YOUR GOAL. Pick out every line below that contains the word "shirt" and copy each one. Case counts.

(Point labeling data based on photos)
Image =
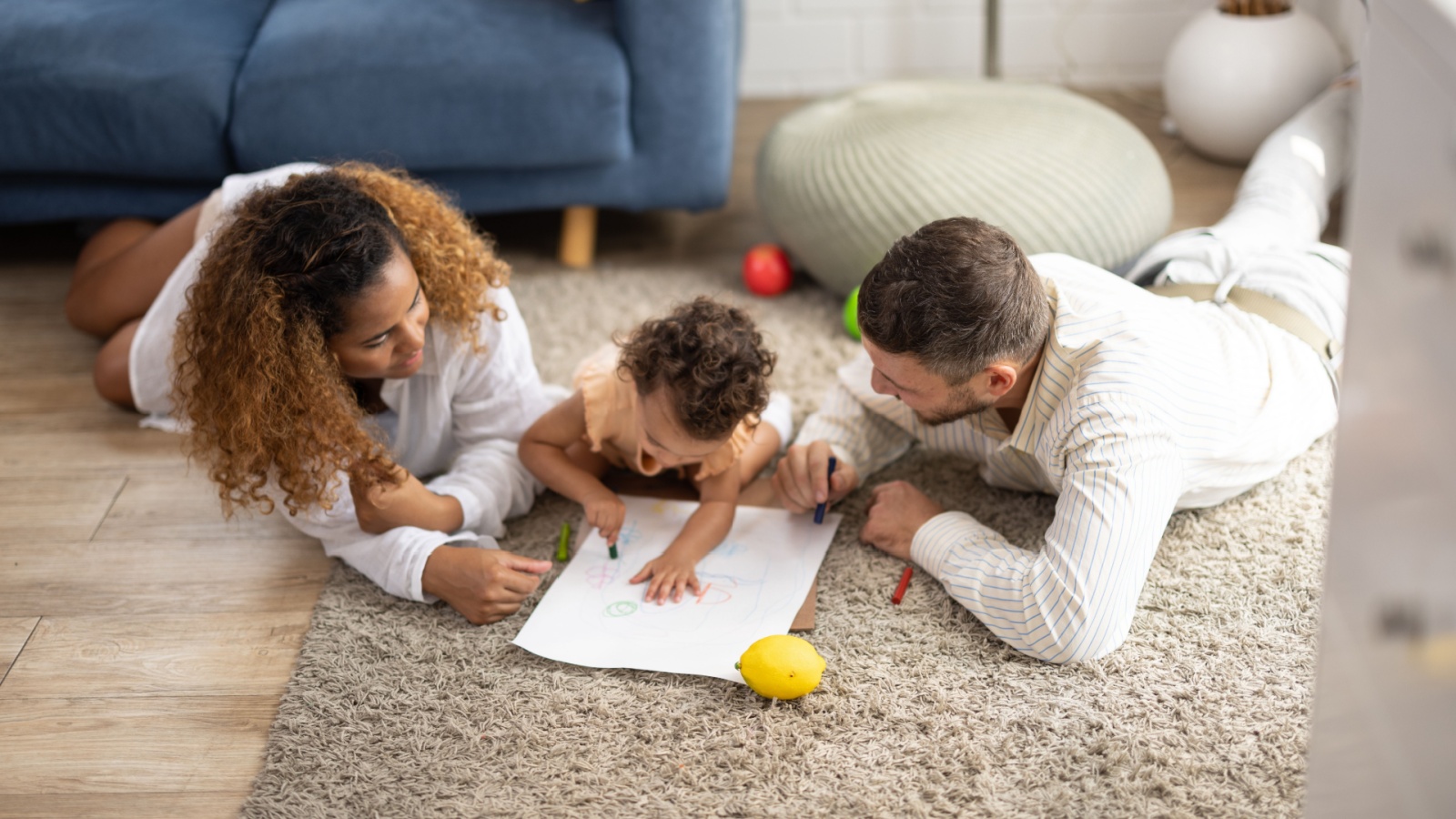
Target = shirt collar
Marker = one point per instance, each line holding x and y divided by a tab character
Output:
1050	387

...

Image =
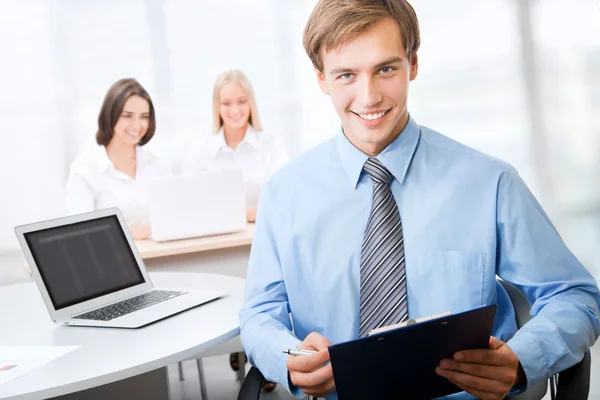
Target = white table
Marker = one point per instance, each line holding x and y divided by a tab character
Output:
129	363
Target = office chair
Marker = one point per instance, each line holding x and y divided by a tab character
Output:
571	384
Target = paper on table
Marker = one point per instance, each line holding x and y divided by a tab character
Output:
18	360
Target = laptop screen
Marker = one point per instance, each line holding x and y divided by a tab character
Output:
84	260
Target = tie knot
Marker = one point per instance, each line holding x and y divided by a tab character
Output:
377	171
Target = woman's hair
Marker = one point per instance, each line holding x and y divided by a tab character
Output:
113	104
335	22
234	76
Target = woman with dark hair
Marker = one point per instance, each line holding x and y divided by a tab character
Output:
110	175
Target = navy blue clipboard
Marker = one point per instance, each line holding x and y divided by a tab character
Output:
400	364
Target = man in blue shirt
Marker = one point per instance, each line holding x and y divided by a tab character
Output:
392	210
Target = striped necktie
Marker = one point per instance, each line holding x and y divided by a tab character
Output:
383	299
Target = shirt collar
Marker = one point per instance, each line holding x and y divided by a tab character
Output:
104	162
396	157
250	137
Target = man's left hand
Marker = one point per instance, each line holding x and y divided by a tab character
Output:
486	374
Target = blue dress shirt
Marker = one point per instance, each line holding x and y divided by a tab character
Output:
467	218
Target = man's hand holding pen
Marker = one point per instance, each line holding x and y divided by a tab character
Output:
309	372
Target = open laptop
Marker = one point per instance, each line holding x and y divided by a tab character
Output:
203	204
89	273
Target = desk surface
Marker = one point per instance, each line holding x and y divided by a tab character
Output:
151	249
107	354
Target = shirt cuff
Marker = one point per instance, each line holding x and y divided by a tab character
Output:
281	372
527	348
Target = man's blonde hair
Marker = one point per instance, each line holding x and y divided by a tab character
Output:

--

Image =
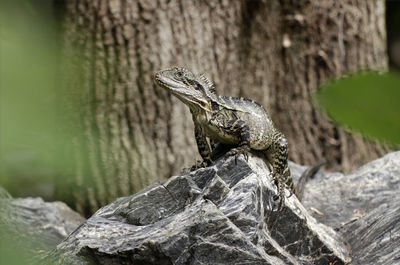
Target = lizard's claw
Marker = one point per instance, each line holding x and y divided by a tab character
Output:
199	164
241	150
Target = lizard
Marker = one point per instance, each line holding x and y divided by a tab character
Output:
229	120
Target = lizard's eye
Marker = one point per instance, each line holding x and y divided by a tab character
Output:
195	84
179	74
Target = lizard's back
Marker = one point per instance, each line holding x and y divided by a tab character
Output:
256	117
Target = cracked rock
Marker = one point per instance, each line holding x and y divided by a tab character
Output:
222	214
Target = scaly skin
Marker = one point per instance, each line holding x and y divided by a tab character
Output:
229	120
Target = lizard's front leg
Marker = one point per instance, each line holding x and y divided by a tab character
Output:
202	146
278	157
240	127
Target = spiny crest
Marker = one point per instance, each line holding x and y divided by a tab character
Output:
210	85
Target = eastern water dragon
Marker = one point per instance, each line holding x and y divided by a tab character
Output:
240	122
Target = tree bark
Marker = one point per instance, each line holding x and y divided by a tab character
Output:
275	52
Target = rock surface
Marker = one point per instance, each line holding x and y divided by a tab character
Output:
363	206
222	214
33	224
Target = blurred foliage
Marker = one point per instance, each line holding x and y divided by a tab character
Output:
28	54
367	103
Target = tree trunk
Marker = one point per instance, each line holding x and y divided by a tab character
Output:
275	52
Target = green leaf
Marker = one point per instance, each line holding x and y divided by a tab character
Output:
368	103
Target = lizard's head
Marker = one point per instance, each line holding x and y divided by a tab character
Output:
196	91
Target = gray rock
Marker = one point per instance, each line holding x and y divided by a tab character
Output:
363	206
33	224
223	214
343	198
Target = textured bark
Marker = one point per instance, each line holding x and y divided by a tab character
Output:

CORRECT RESULT.
Target = shirt collar
Target = man in blue shirt
Target = shirt collar
Target = blue dress shirt
Target = shirt cuff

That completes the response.